DOCUMENT SECTION -
########
Terry Peck had a reputation of being a restless man of action and resourcefulness, never more so than during the invasion and ten-week occupation by 10,000 Argentine troops and airmen. He spied on them, gathering useful military information, then became a valuable guide and frontline citizen soldier attached to the 3rd Battalion Parachute Regiment, with the codename Rubber Duck.
Terence John Peck was born in Stanley in 1938, a descendant of emigrants from Norfolk and Ireland. As a proudly patriotic islander, he had always vehemently opposed Argentina’s campaign claiming sovereignty over the Falklands.
He was educated at Stanley and worked in the islands in a meat-freezing plant before joining the police force, attending Bramshill Police College in Hampshire, before returning to the islands and becoming Chief Constable.
After his term of police service was over he was elected a councillor in the Falklands legislature only six months before the invasion. On the day the Argentinians landed he rejoined the police force as an emergency special constable. But he was always thinking about how the enemy might best be undermined.
Pretending to be an itinerant plumber, he wandered around Stanley with a long piece of drainpipe concealing a camera with a telephoto lens. With this he took pictures of vital targets such as anti-aircraft gun emplacements. These he later smuggled out for the benefit of British task force gunners and the RAF.
The Argentine authorities at first contemplated reappointing him Chief Constable until he aroused the suspicions of a notorious anti-British intelligence officer, Major Patricio Dowling, who decided to arrest him.
Warned by a fellow islander, he armed himself with an automatic weapon, ammunition and grenades, and hurriedly left Stanley, three weeks after the invasion, on a borrowed motorcycle. With a forged identity card and name, he spent several weeks living rough in the cold, damp, peaty countryside in the dead of winter, keeping one step ahead of Argentine patrols and making only sporadic visits to friendly farms. At one of them, as he scrubbed off encrusted mud in a much-needed bath, the farmer threw him the child’s rubber duck which was the inspiration for his code-name.
After the British landings at San Carlos, he made contact with the advance paratroop patrols, guiding them through the difficult boggy and mountainous terrain in wintry weather. Paratroop commanders had unstinting praise for his vital role and unrivalled local knowledge. He provided intelligence on enemy positions and possible minefields.
########
MATERIAL SUPPLIED -
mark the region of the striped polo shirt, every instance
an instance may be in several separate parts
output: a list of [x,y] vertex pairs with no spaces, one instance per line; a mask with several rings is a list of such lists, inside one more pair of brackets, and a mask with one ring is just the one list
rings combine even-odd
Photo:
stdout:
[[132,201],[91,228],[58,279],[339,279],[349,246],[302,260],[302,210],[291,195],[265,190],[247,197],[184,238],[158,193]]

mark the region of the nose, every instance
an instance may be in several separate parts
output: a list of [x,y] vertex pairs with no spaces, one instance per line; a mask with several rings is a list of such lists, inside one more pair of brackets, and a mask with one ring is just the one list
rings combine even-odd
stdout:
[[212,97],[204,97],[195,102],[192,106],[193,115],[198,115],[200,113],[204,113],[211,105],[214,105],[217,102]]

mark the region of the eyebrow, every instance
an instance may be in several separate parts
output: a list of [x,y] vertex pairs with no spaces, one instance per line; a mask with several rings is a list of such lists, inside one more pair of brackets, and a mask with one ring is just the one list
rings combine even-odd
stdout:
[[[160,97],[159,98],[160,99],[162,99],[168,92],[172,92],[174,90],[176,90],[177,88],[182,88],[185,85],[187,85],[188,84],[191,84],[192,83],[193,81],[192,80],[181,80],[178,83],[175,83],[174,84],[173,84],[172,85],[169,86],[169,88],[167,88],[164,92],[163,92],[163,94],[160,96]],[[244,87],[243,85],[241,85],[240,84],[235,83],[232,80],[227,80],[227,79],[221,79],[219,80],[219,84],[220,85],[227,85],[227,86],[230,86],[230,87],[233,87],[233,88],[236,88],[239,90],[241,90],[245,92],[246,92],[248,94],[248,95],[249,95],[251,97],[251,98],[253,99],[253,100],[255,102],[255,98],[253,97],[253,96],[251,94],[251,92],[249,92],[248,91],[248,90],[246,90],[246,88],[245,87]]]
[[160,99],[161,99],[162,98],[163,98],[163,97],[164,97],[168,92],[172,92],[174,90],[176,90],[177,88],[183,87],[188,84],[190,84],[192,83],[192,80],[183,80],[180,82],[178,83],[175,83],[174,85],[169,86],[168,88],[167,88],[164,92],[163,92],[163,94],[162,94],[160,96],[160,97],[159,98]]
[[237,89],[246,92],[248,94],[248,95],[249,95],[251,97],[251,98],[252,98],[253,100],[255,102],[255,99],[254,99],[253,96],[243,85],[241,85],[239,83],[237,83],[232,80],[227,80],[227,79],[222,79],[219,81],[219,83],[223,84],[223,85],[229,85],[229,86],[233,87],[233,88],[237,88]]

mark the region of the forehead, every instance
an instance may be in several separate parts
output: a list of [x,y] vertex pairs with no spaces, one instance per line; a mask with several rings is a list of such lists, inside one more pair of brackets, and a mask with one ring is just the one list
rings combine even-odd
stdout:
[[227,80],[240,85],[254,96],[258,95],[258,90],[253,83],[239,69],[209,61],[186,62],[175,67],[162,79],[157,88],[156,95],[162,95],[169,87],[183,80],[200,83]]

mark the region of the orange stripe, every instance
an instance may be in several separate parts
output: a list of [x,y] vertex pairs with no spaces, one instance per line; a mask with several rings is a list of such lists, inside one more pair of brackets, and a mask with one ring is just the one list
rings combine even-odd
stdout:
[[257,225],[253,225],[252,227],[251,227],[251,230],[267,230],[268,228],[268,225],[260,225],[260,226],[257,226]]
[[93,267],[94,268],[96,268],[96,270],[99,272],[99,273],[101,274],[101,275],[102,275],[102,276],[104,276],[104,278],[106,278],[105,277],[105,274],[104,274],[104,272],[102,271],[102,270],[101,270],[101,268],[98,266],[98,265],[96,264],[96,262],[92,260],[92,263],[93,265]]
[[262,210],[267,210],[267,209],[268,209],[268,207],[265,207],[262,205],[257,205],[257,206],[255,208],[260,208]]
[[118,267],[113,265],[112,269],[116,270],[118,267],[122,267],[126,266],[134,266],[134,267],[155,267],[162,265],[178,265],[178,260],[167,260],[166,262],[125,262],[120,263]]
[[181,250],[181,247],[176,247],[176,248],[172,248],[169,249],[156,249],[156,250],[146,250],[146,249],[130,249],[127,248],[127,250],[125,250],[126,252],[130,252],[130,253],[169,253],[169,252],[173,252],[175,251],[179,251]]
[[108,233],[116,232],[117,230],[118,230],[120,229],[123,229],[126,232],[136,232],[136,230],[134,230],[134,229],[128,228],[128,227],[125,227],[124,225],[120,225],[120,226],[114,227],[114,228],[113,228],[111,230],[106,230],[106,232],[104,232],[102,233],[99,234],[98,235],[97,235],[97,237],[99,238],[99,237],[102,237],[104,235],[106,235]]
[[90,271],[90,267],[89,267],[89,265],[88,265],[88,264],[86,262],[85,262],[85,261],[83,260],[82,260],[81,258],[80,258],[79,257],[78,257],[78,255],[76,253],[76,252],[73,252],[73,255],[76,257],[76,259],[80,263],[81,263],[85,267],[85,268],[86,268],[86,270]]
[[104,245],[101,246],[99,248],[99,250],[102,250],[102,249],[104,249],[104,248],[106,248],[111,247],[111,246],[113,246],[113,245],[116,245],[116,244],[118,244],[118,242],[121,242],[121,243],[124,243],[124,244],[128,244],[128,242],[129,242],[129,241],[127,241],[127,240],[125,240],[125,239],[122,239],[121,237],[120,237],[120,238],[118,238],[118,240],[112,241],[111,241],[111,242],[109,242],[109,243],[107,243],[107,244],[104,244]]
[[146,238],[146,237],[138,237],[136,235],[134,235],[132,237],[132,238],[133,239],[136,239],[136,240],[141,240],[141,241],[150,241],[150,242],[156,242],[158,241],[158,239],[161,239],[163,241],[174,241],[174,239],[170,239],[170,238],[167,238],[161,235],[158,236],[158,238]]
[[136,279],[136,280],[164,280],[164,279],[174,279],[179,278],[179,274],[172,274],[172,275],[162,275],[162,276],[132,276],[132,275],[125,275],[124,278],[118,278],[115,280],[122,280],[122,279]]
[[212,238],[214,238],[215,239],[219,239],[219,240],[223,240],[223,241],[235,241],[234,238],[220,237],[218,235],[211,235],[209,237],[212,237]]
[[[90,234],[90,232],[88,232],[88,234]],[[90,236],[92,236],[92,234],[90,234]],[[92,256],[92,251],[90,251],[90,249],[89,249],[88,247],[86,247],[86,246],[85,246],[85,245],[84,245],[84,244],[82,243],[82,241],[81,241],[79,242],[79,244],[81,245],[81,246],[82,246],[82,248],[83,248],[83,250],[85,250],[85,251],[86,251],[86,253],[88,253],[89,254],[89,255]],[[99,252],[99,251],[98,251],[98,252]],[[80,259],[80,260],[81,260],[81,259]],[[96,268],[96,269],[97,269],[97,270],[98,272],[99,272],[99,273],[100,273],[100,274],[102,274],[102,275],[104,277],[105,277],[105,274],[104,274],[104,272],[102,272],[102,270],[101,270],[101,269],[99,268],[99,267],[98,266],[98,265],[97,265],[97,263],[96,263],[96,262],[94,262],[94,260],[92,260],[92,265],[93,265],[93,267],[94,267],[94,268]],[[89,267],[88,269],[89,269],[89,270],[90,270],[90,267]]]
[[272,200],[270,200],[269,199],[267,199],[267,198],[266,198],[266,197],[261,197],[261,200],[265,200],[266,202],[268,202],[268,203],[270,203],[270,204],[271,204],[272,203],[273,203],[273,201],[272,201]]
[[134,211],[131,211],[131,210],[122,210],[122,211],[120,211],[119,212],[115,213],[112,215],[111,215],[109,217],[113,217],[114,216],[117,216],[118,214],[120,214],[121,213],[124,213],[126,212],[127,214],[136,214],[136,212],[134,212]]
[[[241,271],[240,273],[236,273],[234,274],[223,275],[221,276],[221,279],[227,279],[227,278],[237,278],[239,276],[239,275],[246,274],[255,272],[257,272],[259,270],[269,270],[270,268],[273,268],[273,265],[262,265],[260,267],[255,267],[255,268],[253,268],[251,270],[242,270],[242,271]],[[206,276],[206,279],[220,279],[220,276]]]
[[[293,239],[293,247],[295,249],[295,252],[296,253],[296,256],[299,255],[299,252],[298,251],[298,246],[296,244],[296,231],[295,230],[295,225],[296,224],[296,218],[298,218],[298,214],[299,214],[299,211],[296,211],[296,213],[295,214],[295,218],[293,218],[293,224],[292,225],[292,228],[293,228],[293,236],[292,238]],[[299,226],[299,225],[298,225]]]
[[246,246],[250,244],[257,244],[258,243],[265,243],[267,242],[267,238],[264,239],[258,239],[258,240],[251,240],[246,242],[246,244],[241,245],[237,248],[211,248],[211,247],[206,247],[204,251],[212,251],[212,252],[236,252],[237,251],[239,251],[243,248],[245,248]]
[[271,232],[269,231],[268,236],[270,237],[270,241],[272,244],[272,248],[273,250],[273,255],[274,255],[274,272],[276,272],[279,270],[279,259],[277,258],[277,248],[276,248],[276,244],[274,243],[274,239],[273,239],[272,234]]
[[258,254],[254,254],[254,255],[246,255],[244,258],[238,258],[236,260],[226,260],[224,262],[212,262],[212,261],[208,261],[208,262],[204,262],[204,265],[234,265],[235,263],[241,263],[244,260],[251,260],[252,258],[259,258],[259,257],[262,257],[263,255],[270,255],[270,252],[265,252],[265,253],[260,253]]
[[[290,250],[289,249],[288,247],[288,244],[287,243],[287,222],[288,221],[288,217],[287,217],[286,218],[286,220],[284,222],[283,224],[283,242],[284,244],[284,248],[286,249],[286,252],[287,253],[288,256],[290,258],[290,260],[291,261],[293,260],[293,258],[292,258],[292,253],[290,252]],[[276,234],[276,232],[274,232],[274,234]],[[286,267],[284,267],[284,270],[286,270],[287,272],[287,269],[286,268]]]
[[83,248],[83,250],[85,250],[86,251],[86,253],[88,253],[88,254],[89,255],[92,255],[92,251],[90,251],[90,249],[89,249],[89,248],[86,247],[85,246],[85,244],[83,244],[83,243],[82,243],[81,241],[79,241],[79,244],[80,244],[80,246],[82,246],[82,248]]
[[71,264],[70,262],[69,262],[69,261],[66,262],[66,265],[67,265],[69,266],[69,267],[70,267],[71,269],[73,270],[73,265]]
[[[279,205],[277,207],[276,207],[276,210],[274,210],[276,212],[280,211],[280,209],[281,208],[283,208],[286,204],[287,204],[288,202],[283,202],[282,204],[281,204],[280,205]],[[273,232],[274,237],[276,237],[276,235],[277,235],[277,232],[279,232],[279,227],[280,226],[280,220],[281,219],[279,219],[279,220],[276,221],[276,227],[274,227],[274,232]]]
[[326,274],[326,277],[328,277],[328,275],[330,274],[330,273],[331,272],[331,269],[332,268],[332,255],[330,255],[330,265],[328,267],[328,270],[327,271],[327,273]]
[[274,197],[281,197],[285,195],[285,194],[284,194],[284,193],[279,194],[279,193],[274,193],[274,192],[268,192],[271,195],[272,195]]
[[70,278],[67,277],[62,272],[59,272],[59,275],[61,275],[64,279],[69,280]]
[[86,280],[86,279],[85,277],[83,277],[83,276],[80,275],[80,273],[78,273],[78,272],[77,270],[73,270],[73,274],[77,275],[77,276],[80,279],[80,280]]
########
EXERCISE INSTRUCTIONS -
1. Transcribe the Terry Peck text starting with "The Argentine authorities" and going on through "for his code-name.".
2. According to the Terry Peck text, what did Peck arm himself with before he left Stanley?

TASK-BY-TASK OUTPUTS -
1.
The Argentine authorities at first contemplated reappointing him Chief Constable until he aroused the suspicions of a notorious anti-British intelligence officer, Major Patricio Dowling, who decided to arrest him.
Warned by a fellow islander, he armed himself with an automatic weapon, ammunition and grenades, and hurriedly left Stanley, three weeks after the invasion, on a borrowed motorcycle. With a forged identity card and name, he spent several weeks living rough in the cold, damp, peaty countryside in the dead of winter, keeping one step ahead of Argentine patrols and making only sporadic visits to friendly farms. At one of them, as he scrubbed off encrusted mud in a much-needed bath, the farmer threw him the child’s rubber duck which was the inspiration for his code-name.

2. An automatic weapon, ammunition and grenades.